:: Exercise aim ::
Reproduce each of the following items line for line, with no changes.

--- BEGIN Records for processing ---

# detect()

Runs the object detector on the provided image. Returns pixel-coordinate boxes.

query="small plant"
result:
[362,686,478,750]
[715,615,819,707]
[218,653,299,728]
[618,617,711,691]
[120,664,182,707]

--- END Records for processing ---

:: Solution to this task ::
# detect()

Runs the object detector on the provided image. Returns pixel-coordinate boxes.

query="small plant"
result:
[362,686,478,750]
[715,615,819,707]
[218,653,299,728]
[618,617,711,691]
[120,664,182,707]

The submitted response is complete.